─── Material shown

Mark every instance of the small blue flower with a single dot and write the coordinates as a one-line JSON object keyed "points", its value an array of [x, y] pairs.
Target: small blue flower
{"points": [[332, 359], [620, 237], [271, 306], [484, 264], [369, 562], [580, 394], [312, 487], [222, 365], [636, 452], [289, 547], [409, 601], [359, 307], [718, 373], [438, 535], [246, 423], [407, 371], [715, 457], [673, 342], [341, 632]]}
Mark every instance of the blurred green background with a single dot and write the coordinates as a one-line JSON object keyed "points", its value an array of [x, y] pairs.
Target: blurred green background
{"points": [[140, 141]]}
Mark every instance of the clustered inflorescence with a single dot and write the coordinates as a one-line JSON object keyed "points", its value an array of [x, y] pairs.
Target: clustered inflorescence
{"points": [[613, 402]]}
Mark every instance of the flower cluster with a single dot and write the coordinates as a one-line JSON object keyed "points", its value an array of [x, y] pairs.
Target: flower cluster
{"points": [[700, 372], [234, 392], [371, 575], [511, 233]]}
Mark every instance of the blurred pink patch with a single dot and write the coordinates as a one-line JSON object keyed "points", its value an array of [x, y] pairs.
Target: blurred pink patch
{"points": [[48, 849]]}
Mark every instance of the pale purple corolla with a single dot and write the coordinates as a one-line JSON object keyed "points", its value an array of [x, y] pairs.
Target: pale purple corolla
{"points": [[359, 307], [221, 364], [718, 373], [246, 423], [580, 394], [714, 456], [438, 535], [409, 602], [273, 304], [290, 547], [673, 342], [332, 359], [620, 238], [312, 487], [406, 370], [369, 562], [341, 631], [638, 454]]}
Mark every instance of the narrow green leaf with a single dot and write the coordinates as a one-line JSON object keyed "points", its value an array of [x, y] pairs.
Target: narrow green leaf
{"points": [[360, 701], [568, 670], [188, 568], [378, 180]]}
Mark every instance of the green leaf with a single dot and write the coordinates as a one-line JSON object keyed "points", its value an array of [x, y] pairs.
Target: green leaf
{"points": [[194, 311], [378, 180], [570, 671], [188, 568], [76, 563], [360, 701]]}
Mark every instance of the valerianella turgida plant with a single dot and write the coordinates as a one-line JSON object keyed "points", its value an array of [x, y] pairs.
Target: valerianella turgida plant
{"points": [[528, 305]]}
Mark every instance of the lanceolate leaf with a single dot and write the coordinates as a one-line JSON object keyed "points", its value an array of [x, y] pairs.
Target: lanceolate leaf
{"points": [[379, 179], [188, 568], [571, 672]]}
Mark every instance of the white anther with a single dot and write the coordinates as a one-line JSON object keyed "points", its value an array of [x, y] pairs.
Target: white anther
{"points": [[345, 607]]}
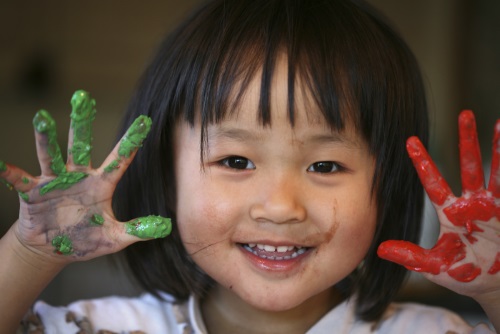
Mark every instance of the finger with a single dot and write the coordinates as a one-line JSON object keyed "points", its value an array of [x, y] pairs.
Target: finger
{"points": [[406, 254], [80, 135], [123, 153], [434, 184], [494, 183], [470, 154], [48, 151], [16, 178], [448, 250], [150, 227]]}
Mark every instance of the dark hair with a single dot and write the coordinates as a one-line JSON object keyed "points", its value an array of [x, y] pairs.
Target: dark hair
{"points": [[357, 69]]}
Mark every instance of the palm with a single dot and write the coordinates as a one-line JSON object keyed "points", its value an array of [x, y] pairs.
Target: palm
{"points": [[466, 257]]}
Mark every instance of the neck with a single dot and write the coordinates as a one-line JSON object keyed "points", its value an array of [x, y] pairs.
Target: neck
{"points": [[225, 312]]}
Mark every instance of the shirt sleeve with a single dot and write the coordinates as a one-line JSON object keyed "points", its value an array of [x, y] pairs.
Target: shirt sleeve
{"points": [[145, 314]]}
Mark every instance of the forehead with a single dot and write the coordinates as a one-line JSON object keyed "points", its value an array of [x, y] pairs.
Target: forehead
{"points": [[246, 110]]}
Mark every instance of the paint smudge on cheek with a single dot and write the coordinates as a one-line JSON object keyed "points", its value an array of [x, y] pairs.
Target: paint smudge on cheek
{"points": [[97, 219]]}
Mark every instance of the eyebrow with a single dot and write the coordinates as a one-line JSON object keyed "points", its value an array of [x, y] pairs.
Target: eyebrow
{"points": [[243, 135]]}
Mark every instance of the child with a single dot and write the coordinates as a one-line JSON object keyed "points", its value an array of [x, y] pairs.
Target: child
{"points": [[277, 149]]}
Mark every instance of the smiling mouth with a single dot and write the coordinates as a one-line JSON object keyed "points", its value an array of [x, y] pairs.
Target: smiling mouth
{"points": [[278, 253]]}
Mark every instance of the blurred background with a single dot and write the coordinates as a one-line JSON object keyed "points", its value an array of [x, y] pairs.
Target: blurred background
{"points": [[49, 49]]}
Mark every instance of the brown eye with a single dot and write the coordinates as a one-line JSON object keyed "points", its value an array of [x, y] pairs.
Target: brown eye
{"points": [[237, 162], [324, 167]]}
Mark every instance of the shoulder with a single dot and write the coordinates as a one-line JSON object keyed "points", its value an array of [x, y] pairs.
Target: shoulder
{"points": [[146, 314], [417, 318], [408, 318]]}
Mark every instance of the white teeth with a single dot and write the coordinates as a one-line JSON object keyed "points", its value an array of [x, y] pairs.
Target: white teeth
{"points": [[269, 248], [280, 249]]}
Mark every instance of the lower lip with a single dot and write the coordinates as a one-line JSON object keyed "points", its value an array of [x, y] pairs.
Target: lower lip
{"points": [[280, 266]]}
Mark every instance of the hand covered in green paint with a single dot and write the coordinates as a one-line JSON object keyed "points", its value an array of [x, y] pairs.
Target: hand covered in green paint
{"points": [[65, 213]]}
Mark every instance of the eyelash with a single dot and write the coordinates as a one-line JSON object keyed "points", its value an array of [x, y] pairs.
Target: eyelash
{"points": [[244, 164], [226, 162], [331, 166]]}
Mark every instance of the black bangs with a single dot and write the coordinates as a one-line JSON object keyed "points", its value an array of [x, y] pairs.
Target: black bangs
{"points": [[333, 48], [237, 41]]}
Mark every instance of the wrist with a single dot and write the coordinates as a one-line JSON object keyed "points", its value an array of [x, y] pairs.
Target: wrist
{"points": [[29, 256]]}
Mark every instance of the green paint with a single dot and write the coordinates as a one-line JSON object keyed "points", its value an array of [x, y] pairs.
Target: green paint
{"points": [[63, 181], [97, 219], [62, 245], [24, 196], [149, 227], [45, 124], [135, 135], [82, 115], [115, 164]]}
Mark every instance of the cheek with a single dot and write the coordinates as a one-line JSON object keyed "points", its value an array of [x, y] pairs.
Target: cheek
{"points": [[202, 219]]}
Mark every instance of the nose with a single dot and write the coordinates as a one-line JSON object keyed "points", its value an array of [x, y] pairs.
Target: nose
{"points": [[279, 199]]}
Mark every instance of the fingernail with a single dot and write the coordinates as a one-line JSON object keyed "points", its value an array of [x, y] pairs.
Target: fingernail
{"points": [[83, 106], [135, 135], [43, 122], [82, 114], [149, 227]]}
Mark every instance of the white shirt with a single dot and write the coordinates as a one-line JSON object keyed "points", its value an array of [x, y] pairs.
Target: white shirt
{"points": [[147, 314]]}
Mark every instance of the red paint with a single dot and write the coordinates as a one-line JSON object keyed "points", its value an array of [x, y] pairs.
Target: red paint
{"points": [[448, 250], [477, 204], [470, 154], [434, 184], [494, 184], [496, 265], [465, 273]]}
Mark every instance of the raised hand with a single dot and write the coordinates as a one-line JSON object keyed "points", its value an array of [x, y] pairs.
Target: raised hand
{"points": [[65, 214], [466, 257]]}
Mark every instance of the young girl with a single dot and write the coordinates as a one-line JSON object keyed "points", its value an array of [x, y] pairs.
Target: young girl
{"points": [[276, 149]]}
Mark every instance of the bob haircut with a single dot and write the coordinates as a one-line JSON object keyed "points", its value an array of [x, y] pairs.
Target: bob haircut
{"points": [[356, 68]]}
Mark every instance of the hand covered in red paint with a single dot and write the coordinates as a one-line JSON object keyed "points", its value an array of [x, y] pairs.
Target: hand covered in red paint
{"points": [[466, 257], [65, 213]]}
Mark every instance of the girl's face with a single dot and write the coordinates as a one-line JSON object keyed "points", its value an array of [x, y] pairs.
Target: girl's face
{"points": [[276, 214]]}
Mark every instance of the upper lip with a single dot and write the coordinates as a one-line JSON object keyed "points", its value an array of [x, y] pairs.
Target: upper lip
{"points": [[275, 243]]}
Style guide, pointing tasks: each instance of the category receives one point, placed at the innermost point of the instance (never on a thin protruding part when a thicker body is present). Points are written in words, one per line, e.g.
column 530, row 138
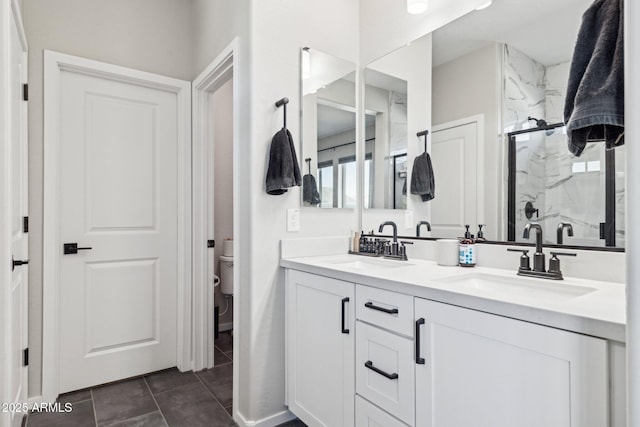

──────

» **Task to carry out**: Above are the records; copy exactly the lines from the line with "Mark every instance of the blurred pink" through the line with "Mark every instance of the pale", both included.

» **Exercise output**:
Mark every instance of the blurred pink patch with a single dot and write the coordinates as a one-line JSON object keyed "points", its value an array of [x, y] pairs.
Target: blurred pink patch
{"points": [[48, 849]]}
Mark every instance of the pale purple corolla with a single dot and write the coordinates as a one-line JSON object keyed "points", its value an array of [x, y] pairs.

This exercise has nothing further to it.